*CHALLENGE:* Please extract each of the lines below verbatim, with every character left unchanged.

*INPUT FOR THIS TASK:*
+ + + +
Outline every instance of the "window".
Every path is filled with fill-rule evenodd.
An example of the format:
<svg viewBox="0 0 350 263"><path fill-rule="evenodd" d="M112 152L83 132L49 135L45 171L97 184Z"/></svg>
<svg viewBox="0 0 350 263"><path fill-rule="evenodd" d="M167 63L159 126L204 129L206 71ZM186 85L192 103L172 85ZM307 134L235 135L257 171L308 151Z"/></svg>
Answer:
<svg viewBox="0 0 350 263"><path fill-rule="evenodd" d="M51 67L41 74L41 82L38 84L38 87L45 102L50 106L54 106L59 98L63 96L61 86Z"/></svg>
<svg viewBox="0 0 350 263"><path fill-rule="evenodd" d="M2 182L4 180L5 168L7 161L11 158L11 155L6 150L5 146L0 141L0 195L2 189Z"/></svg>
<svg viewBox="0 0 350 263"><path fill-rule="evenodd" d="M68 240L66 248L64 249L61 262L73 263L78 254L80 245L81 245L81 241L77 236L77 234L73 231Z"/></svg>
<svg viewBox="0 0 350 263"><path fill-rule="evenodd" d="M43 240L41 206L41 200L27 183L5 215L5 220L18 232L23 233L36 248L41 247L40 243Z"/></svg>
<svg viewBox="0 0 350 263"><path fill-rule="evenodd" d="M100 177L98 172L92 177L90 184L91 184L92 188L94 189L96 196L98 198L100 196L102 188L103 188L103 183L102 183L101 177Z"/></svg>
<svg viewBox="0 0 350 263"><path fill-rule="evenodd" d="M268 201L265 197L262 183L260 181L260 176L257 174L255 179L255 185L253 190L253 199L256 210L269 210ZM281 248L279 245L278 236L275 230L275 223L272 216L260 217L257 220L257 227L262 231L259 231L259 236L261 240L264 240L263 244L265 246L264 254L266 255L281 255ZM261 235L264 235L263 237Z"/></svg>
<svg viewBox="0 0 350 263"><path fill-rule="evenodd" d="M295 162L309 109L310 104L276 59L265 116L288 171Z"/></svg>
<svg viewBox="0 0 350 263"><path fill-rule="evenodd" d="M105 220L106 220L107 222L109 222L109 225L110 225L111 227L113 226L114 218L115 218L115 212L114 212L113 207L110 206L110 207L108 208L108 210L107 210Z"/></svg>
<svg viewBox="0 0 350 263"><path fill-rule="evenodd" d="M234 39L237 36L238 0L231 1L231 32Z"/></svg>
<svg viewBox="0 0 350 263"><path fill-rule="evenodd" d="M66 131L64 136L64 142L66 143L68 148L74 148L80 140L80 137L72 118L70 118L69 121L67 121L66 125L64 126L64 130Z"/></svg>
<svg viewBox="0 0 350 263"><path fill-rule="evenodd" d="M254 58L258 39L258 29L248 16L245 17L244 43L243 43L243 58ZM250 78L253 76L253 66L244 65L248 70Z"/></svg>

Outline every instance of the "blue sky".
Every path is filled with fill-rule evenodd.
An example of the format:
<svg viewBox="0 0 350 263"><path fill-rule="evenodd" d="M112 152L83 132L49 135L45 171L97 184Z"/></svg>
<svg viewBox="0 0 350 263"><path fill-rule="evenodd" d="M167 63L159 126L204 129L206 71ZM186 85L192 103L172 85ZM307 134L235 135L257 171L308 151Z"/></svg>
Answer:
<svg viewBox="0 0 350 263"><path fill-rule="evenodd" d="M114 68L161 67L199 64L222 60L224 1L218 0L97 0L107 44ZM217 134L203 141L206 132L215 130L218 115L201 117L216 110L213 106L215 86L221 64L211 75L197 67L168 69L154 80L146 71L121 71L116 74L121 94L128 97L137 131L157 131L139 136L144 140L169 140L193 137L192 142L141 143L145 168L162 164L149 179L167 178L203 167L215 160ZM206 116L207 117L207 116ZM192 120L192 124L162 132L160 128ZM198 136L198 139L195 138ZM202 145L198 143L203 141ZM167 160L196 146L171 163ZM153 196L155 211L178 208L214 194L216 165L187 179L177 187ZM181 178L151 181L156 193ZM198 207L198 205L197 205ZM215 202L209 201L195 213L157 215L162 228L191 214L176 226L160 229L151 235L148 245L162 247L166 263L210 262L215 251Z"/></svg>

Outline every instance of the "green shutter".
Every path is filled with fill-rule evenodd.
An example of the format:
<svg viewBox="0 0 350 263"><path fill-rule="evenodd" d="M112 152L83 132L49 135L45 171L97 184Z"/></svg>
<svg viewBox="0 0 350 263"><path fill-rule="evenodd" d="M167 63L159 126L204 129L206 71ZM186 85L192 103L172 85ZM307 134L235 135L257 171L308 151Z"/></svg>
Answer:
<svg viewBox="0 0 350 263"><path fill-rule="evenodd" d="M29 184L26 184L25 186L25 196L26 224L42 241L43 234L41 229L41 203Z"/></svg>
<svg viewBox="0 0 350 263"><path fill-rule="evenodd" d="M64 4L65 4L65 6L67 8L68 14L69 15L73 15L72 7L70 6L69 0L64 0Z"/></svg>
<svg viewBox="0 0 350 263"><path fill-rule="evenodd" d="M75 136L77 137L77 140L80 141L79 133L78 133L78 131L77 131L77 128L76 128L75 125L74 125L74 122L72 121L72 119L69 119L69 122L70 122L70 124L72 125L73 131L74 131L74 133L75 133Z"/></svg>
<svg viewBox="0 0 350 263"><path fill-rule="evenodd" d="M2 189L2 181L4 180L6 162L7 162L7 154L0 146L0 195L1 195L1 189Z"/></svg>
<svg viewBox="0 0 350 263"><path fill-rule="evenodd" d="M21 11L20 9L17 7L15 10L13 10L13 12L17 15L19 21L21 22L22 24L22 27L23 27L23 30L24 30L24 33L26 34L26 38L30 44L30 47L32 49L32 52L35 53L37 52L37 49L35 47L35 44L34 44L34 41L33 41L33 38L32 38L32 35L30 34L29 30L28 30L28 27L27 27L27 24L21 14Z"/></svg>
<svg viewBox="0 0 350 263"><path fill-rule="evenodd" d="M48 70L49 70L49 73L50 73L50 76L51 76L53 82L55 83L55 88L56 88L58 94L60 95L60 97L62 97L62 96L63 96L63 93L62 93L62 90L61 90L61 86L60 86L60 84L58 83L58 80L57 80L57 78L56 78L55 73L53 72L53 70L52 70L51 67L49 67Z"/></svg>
+ + + +
*ANSWER TO THIS EXERCISE:*
Outline every instance of the "window".
Every path is filled with fill-rule evenodd.
An example of the format:
<svg viewBox="0 0 350 263"><path fill-rule="evenodd" d="M112 152L83 132L49 135L45 171L97 184Z"/></svg>
<svg viewBox="0 0 350 263"><path fill-rule="evenodd" d="M167 63L159 126L204 129L206 71ZM186 85L192 103L172 85ZM307 134L235 135L257 171L308 151Z"/></svg>
Answer:
<svg viewBox="0 0 350 263"><path fill-rule="evenodd" d="M51 67L41 74L41 82L38 84L38 87L45 102L50 106L54 106L59 98L63 96L61 86Z"/></svg>
<svg viewBox="0 0 350 263"><path fill-rule="evenodd" d="M2 182L4 180L5 168L7 161L11 158L11 155L6 150L5 146L0 141L0 195L2 189Z"/></svg>
<svg viewBox="0 0 350 263"><path fill-rule="evenodd" d="M68 240L66 248L64 249L61 262L73 263L78 254L80 245L81 245L81 241L77 236L77 234L73 231Z"/></svg>
<svg viewBox="0 0 350 263"><path fill-rule="evenodd" d="M43 240L41 206L41 200L27 183L5 215L5 220L18 232L23 233L36 248L41 247L40 243Z"/></svg>
<svg viewBox="0 0 350 263"><path fill-rule="evenodd" d="M100 177L98 172L92 177L90 184L91 184L92 188L94 189L96 196L98 198L100 196L102 188L103 188L103 183L102 183L101 177Z"/></svg>
<svg viewBox="0 0 350 263"><path fill-rule="evenodd" d="M268 201L265 197L262 183L260 181L260 176L257 174L255 179L255 185L253 190L253 199L256 210L269 210ZM281 248L279 245L278 236L275 230L275 223L272 216L260 217L257 220L257 227L262 231L259 231L259 236L261 240L264 240L263 244L265 246L264 254L266 255L281 255ZM261 235L264 235L263 237Z"/></svg>
<svg viewBox="0 0 350 263"><path fill-rule="evenodd" d="M295 162L309 109L310 104L276 59L265 116L288 171Z"/></svg>
<svg viewBox="0 0 350 263"><path fill-rule="evenodd" d="M105 220L106 220L107 222L109 222L109 225L110 225L111 227L113 226L114 218L115 218L115 212L114 212L113 207L110 206L110 207L108 208L108 210L107 210Z"/></svg>
<svg viewBox="0 0 350 263"><path fill-rule="evenodd" d="M234 39L237 36L238 0L231 1L231 32Z"/></svg>
<svg viewBox="0 0 350 263"><path fill-rule="evenodd" d="M66 131L64 136L64 142L66 143L68 148L74 148L80 140L80 137L72 118L70 118L69 121L67 121L66 125L64 126L64 130Z"/></svg>
<svg viewBox="0 0 350 263"><path fill-rule="evenodd" d="M254 58L258 39L258 29L248 16L245 17L244 43L243 43L243 58ZM250 78L253 76L253 66L244 65L248 70Z"/></svg>

Outline every instance of the "blue sky".
Every path is filled with fill-rule evenodd.
An example of the format:
<svg viewBox="0 0 350 263"><path fill-rule="evenodd" d="M112 152L83 132L49 135L45 171L97 184Z"/></svg>
<svg viewBox="0 0 350 263"><path fill-rule="evenodd" d="M167 63L159 126L204 129L206 71ZM186 85L192 103L172 85ZM307 134L235 135L257 171L308 151Z"/></svg>
Answer:
<svg viewBox="0 0 350 263"><path fill-rule="evenodd" d="M114 68L161 67L199 64L222 60L224 1L218 0L97 0L107 44ZM217 134L203 141L206 132L215 130L218 115L201 117L216 110L213 106L215 86L221 64L211 75L197 67L168 69L154 80L146 71L121 71L116 74L121 94L128 97L137 131L157 131L139 136L144 140L169 140L193 137L192 142L141 143L145 168L162 164L149 179L167 178L203 167L215 160ZM206 116L207 117L207 116ZM192 120L192 124L162 132L160 128ZM198 136L198 139L195 138ZM202 145L198 143L203 141ZM167 160L196 146L171 163ZM153 196L155 211L178 208L214 194L216 165L187 179L177 187ZM181 178L151 181L156 193ZM198 207L198 205L197 205ZM215 202L209 201L195 213L157 215L162 228L191 214L176 226L160 229L151 235L148 245L162 247L166 263L210 262L215 251Z"/></svg>

Outline every instance of the "green shutter".
Every path is filled with fill-rule evenodd.
An example of the format:
<svg viewBox="0 0 350 263"><path fill-rule="evenodd" d="M112 152L83 132L49 135L45 171L97 184Z"/></svg>
<svg viewBox="0 0 350 263"><path fill-rule="evenodd" d="M167 63L159 126L204 129L206 71ZM186 85L192 103L172 85ZM307 134L235 135L257 171L308 151Z"/></svg>
Answer:
<svg viewBox="0 0 350 263"><path fill-rule="evenodd" d="M29 184L26 184L25 186L25 196L26 224L42 241L43 234L41 229L41 203Z"/></svg>
<svg viewBox="0 0 350 263"><path fill-rule="evenodd" d="M64 4L65 4L65 6L67 8L68 14L69 15L73 15L72 7L70 6L69 0L64 0Z"/></svg>
<svg viewBox="0 0 350 263"><path fill-rule="evenodd" d="M75 136L77 137L77 140L80 141L79 133L78 133L78 131L77 131L77 128L76 128L75 125L74 125L74 122L72 121L72 119L69 119L69 122L70 122L70 124L72 125L73 131L74 131L74 133L75 133Z"/></svg>
<svg viewBox="0 0 350 263"><path fill-rule="evenodd" d="M2 189L2 181L4 180L6 162L7 162L7 154L0 146L0 195L1 195L1 189Z"/></svg>
<svg viewBox="0 0 350 263"><path fill-rule="evenodd" d="M21 11L20 9L17 7L15 10L13 10L13 12L17 15L19 21L21 22L22 24L22 27L23 27L23 30L24 30L24 33L26 34L26 38L30 44L30 47L32 49L32 52L35 53L37 52L37 49L35 47L35 44L34 44L34 41L33 41L33 38L32 38L32 35L30 34L29 30L28 30L28 27L27 27L27 24L21 14Z"/></svg>
<svg viewBox="0 0 350 263"><path fill-rule="evenodd" d="M48 70L49 70L49 73L50 73L50 76L51 76L53 82L55 83L55 88L56 88L58 94L60 95L60 97L62 97L62 96L63 96L63 93L62 93L62 90L61 90L61 86L60 86L60 84L58 83L58 80L57 80L57 78L56 78L55 73L53 72L53 70L52 70L51 67L49 67Z"/></svg>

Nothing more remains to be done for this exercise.